**Required action 1**
List every enzyme that the research feature on marine fungi says lignicolous marine fungi produce to decompose woody material.
**Required action 2**
According to the research feature on marine fungi, what share of the world's oil travels by water during the production process?
**Required action 3**
Continue the research feature on marine fungi from where it stops.

**Excerpt to read**
::::
Research Feature: Victoria Taylor

Marine ecosystems are difficult areas to investigate due to their vast ranges, but as a result of technological advancements, our understanding of ocean life including understudied marine microbial diversity is constantly improving. Marine fungi contribute to nutrient cycling as they are major decomposers of organic matter in coastal and marine environments. They reproduce and grow on woody and herbaceous substrates containing chemically recalcitrant lignin and cellulose. Lignicolous marine fungi produce enzymes such as cellulases, laccases, xylanases and peroxidases which decompose woody material.

Some species possessing these enzymes can also degrade complex hydrocarbons, making them of interest for bioremediation of environmental contaminants. Considering 40% of the world’s oil travels by water during the production process, exposing marine and coastal environments to accidental spills, marine fungi have been of particular interest in recent years for their potential use in the bioremediation of crude oil spills in marine ecosystems.
::::
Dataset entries
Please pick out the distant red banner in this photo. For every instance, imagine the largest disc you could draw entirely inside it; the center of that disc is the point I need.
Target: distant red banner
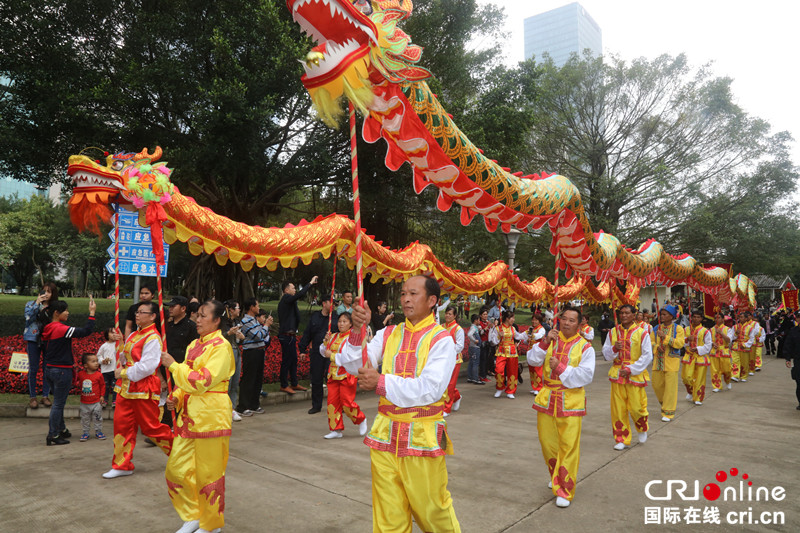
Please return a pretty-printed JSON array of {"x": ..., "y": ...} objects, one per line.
[
  {"x": 727, "y": 266},
  {"x": 790, "y": 299},
  {"x": 710, "y": 306}
]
::::
**Task result 1**
cellulases, laccases, xylanases, peroxidases

**Task result 2**
40%

**Task result 3**
In 2017, the Walker lab at Acadia University isolated a new species of Lulworthia, an obligate marine ascomycete fungus, from recently exposed intertidal wood from Apple River, Nova Scotia. There are currently 13 accepted species of fungi in the genus Lulworthia worldwide. Seemingly the largest genus of the marine ascomycetes, these fungi are often recorded as “Lulworthia sp.” as they frequently cannot be distinguished using long-established morphological techniques. Lulworthia atlantica, a closely related species isolated from submerged wood on the North coast of Portugal, was described in 2017. Using the same methodology, I genetically characterized a new species from the Bay of Fundy using rDNA as well as macro- and micromorphology. Phylogenetic trees were constructed for 3 rDNA gene regions, providing genetic evidence that it is a new species of marine fungus, provisionally named Lulworthia fundyense. The fungus grew faster at warmer temperatures, but sexual spores were not observed in culture, nor in wood block incubations at 4°C or 21°C. Asexual spores were observed and measured after 7-8 months, and I am currently describing this new species. Obligate marine fungi are understudied organisms and many do not sporulate in laboratory settings or only after prolonged incubation periods.

This lack of knowledge on conditions that induce ascomata (fruiting body) production has greatly hindered experimental studies. Previous studies have shown that perithecia formation in Lulworthia sp. generally occurs after 100 to 200 days on submerged wood in environments where water temperatures are below 5°C. As sexual reproduction of L. nom. prov. fundyense was not observed after more than 300 days in our study, this fungus was either not grown in adequate sporulation conditions, or it is slower growing than previously discovered marine species.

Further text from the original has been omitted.